QUANDO il freddo è pungente come in queste giornate (i giorni della merla), i cappelletti tornano in tavola, quelli “carnei” e rigorosamente in brodo, da non confondersi con altri ripieni o altre salse o ragù o intingoli vari. Un piatto tipico della mensa natalizia e identitario da nord a sud dell’Umbria, oltre che uno dei monumenti gastronomici italiani che hanno fatto la storia e ancora oggi narrano la nostra civiltà a tavola. Vivere un piatto, masticare un pensiero, analizzare le possibilità a cui la materia prima è esposta. Insieme a coordinate geografiche, riferimenti storico-culturali, condivisione di saperi che prendono gusto. E sedimentare con una ricetta anche una propria dimensione personale autentica, perché figlia del territorio nel quale è nata e opera.


SPESSO è un ricordo a ispirare la più intima materia interiore. Altre volte ancora è un aroma, o un ingrediente e con lui la necessità di recuperare il passato. E subentra anche il desiderio di esercitare ancora una volta la propria abilità tecnica, con un’immancabile dose di sé che non sfugge alla densa mescolanza creativa. E nel cappelletto tutto si gioca sulla sfoglia, che deve arrivare alla quasi trasparenza, sul ripieno, la profumata farcia carnea la cui ricetta varia da famiglia a famiglia, e sul brodo, caldo e avvolgente, anche lui con le sue varianti.
= = = =
→ Esercizio scritto 1
Raccogli dalle righe riportate qui sotto tutte quelle che contengono la stringa "green", copiandole una per una.
= = = =
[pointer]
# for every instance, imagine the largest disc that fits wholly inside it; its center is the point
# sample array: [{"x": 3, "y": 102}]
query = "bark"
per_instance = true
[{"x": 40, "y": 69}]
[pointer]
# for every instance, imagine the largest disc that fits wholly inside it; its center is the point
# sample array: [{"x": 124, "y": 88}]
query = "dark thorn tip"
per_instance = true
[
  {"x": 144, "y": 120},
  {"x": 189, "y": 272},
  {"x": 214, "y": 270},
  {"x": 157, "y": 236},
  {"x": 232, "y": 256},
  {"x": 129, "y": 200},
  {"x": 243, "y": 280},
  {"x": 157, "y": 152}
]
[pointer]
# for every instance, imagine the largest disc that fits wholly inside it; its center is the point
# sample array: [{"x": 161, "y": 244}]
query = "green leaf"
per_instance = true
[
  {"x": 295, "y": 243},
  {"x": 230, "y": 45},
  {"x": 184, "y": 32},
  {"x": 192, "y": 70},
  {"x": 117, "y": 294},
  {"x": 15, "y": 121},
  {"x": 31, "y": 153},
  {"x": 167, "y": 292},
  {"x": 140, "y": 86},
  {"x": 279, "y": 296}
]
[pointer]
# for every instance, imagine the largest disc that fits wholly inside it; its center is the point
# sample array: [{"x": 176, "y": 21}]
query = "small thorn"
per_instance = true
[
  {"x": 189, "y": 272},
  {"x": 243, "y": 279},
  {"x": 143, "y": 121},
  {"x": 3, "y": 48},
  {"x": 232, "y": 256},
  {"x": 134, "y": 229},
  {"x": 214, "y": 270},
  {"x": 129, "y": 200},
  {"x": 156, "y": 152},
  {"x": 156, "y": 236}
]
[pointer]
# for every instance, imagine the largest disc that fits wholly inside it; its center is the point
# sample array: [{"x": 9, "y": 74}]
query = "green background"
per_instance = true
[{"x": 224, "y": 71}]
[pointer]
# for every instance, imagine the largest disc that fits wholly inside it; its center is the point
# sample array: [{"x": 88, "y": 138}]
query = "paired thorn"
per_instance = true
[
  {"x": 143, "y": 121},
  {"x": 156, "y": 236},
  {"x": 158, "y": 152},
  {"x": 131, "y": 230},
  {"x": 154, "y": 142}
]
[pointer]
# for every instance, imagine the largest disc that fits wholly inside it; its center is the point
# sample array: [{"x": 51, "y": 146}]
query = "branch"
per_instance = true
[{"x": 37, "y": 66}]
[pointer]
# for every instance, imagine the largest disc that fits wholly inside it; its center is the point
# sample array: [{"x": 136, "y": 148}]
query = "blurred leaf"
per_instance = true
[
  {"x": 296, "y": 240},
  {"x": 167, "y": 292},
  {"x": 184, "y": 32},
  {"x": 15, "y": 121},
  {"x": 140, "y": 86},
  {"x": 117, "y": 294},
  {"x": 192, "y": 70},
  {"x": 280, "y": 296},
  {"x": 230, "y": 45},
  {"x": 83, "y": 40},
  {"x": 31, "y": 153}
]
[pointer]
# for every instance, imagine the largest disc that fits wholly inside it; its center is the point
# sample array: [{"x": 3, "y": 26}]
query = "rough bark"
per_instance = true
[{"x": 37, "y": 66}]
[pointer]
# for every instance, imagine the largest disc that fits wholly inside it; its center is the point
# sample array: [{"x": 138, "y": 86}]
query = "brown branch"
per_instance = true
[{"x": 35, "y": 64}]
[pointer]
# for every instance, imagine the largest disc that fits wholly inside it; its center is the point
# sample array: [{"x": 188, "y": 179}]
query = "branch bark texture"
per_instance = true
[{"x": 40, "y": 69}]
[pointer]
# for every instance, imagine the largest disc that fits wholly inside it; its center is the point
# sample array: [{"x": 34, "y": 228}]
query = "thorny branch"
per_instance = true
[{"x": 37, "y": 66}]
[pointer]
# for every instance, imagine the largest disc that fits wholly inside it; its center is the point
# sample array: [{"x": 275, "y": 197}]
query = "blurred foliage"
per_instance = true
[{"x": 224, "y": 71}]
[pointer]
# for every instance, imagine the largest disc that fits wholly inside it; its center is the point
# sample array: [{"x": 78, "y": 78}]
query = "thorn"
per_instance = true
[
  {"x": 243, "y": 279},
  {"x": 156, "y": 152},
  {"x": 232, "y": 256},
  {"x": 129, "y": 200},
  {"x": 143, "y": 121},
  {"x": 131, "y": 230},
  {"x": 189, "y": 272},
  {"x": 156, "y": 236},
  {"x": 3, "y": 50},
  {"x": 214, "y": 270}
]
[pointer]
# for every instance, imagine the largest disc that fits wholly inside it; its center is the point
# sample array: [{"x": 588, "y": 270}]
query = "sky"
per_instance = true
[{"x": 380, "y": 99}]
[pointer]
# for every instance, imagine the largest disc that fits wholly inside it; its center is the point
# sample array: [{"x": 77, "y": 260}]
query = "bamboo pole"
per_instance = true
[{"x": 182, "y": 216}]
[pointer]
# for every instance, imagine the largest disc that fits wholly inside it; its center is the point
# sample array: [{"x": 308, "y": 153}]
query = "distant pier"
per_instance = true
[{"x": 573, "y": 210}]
= = = =
→ Esercizio scritto 2
Prosegui il brano sui cappelletti in brodo riportato più in alto, facendo seguire nuovo testo alla sua ultima frase.

→ Risultato esercizio 1
query = "green leaf"
query = "green background"

→ Risultato esercizio 2
PARTIAMO DALLA SFOGLIA, lavorata a mano naturalmente: uova, farina e olio di gomito. Oltre ovviamente gli strumenti adatti: una tavola di legno, chiamata da noi spianatoia, e un mattarello possibilmente lungo, oltre che una rotella tagliapasta in mancanza della quale si usava e si usa un “bicchierino” del diametro adatto. La tavola di legno andrà usata esclusivamente per fare la sfoglia e niente altro, ché il legno assorbe gli odori e li rimanda in uno straordinario quanto imprevedibile mesclum.


CAPPELLETTO, QUASI UN RITUALE ZEN nella geometria del lavoro di braccia che disegnano un tondo perfetto. Semplici, atavici gesti, una tecnica precisa per un risultato ottimale. L’unità di misura è l’uovo, un tempo di grandezza variabile che rendeva variabile anche la dose di farina utilizzata. Oggi con uova di pezzatura media di 53-63 g si consigliano 100 g di farina 0, perché esistono anche farine calibrate più o meno integrali con un diverso grado di assorbenza. L’olio di gomito ce ne vuole molto e di buona qualità: cioè impastare è tecnica di precisione e forza. La sfoglia tirata a mano si fa apprezzare per la giusta consistenza, l’elasticità, la rugosità, la trasparenza in controluce. L’impasto lavorato, “maccato” con le mani (da "maccare" da cui deriva la parola maccheroni), deve poi riposare coperto e il tempo dipende dalla farina usata, dal suo contenuto di glutine, ma è sufficiente controllare il panetto che prima era poroso. Ora, dopo il riposino, apparirà liscio e compatto.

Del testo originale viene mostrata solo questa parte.